Interview anonyme,
Gestionnaire de gîtes et de ferme pédagogique

Comment avez-vous décidé de vous lancer dans le tourisme vert ?

Je pratique le tourisme à la ferme depuis 11 ans. A l'époque, j'avais un bâtiment qui n'était plus d'utilité au niveau agricole, et qui était en très mauvais état. Il fallait le rénover, mais dans quel but ? J'ai eu l'opportunité de visiter un gîte et l'idée a germé.

On a commencé par un gîte de 4 à 6 personnes, puis un deuxième, et ensuite, on a ouvert un gîte de 30 personnes. Depuis peu, on travaille aussi comme ferme pédagogique.

Pourquoi avez-vous décidé d'ouvrir une partie ferme pédagogique ?

Comme j'ai un gîte de grande capacité, j'y accueille souvent des groupes où il y a beaucoup d'enfants. Et les enfants sont très intéressés par l'activité agricole. C'est très porteur, j'ai de plus en plus de demandes. Si vous recevez bien vos premières classes, les instituteurs vont se le dire. Les enfants, eux, sont toujours enchantés. C'est si facile de leur expliquer la vie des animaux quand ils les ont devant les yeux, les questions viennent d'elles-mêmes.

▶ [Segment de données]:
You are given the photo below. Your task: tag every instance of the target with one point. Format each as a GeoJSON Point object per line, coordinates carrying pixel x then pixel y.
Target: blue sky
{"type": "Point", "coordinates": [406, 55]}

▶ [Énoncé A]: D'après l'entretien sur le tourisme à la ferme, depuis combien d'années la personne interrogée pratique-t-elle cette activité ?
▶ [Énoncé B]: Rédigez la suite de l'entretien sur le tourisme à la ferme.

▶ [Réponse A]: Depuis 11 ans.

▶ [Réponse B]:
De plus, les fermes pédagogiques deviennent maintenant accessibles aux familles, hors des classes. On parle alors de fermes découvertes. Moyennant un prix, comme au musée. Sinon qu'il s'agit de musée vivant, de musée de la vie.

Depuis 10 ans que je reçois des touristes, je me suis rendu compte que même les adultes connaissaient très mal l'agriculture. Soit parce qu'ils n'avaient pas été informés, soit parce qu'ils l'avaient mal été. Je crois qu'il faut recréer une nouvelle image de marque de l'agriculture qui corresponde un peu plus à la réalité. Les fermes pédagogiques, ce sont des portes ouvertes toute l'année.

Concrètement, comment se déroule le séjour des touristes ?

Quand ils arrivent, on les accueille, on leur fait visiter les lieux ; on essaye un peu de savoir qui ils sont, d'où ils viennent, ce qu'ils font dans la vie. Ainsi que leurs attentes pour le week-end ; c'est là qu'on juge si on peut les inviter à visiter la ferme, à participer à certains travaux, si on propose des activités aux enfants... Après, de toute façon, ils ont leur autonomie, ils peuvent organiser leur week-end comme ils le désirent, étant donné qu'ils ont sur place de la documentation sur toute la région.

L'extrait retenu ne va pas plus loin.